Region pointing data:
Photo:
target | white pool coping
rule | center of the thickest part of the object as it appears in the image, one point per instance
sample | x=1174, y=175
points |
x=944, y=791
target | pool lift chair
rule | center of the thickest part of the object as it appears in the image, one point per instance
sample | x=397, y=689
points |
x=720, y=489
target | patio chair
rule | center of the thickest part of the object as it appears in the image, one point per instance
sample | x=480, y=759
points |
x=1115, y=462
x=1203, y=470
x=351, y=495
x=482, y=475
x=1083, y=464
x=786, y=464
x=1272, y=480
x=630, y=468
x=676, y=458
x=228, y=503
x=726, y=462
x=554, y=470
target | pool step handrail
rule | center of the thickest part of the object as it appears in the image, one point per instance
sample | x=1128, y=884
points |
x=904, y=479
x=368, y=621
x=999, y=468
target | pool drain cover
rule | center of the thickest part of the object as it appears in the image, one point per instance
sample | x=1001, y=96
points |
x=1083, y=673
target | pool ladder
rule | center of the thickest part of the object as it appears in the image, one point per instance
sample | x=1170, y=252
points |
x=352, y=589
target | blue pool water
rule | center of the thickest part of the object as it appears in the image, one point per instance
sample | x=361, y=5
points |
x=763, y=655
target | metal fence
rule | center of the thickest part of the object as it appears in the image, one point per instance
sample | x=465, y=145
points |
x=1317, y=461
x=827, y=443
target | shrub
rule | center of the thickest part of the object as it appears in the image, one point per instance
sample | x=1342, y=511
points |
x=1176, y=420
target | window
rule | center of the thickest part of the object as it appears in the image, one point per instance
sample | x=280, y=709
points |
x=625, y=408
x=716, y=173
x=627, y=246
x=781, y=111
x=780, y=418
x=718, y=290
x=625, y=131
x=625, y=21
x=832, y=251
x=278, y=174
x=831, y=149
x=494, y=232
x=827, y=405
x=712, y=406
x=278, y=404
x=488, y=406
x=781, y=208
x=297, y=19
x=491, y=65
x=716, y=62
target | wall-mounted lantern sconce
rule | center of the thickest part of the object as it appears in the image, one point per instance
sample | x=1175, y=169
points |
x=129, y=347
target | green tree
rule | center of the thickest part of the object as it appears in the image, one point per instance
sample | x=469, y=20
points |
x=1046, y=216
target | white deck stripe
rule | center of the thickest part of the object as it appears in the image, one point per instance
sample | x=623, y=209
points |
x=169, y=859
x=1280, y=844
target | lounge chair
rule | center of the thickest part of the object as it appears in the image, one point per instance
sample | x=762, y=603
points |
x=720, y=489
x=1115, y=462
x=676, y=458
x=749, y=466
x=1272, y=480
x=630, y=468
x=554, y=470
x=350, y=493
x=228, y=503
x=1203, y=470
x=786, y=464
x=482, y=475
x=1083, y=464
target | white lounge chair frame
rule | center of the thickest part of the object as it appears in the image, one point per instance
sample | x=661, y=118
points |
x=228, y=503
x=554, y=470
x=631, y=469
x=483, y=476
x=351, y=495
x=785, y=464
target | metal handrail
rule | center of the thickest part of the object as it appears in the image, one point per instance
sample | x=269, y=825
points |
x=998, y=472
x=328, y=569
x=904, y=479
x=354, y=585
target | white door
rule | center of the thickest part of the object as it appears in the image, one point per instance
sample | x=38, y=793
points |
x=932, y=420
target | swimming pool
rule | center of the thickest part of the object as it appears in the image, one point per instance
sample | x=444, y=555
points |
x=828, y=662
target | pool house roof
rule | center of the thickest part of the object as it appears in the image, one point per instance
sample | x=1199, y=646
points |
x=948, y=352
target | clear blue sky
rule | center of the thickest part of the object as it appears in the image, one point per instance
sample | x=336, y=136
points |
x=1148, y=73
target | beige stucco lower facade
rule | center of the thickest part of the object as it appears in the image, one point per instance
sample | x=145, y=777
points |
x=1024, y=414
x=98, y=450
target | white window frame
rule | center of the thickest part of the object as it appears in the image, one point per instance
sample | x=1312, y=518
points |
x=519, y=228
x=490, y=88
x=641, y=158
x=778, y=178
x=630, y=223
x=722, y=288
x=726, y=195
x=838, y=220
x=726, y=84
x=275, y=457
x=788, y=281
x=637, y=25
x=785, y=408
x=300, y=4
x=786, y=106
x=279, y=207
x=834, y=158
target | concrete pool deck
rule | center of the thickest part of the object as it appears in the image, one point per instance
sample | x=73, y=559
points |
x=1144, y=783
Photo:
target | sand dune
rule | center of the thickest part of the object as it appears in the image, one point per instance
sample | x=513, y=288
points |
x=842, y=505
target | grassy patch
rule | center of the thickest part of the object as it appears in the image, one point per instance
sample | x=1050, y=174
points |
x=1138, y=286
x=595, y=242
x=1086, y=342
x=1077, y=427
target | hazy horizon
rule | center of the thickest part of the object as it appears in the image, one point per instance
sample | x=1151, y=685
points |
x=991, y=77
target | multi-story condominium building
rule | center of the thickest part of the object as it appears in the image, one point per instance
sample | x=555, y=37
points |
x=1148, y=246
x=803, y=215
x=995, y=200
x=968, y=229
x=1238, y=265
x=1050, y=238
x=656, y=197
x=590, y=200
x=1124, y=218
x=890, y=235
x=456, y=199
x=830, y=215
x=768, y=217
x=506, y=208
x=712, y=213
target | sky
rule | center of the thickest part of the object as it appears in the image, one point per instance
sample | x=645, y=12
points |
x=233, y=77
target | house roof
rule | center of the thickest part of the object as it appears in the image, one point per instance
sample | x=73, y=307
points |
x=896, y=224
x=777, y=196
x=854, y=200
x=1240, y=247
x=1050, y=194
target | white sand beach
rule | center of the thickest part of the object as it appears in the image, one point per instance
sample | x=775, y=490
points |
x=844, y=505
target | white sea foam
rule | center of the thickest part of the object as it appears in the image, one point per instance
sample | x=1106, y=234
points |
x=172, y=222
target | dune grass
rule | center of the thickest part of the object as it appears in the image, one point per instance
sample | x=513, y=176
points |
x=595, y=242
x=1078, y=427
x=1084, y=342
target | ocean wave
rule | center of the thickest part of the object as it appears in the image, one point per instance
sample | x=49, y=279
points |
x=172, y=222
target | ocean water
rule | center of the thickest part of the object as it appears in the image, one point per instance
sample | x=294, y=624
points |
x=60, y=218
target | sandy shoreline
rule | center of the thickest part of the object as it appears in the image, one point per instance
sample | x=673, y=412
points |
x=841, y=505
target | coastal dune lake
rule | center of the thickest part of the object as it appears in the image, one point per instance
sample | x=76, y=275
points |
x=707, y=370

● **Instructions to follow**
Collect the lines of the data that carry the word "house".

● **Response below**
target | pool house roof
target | house roof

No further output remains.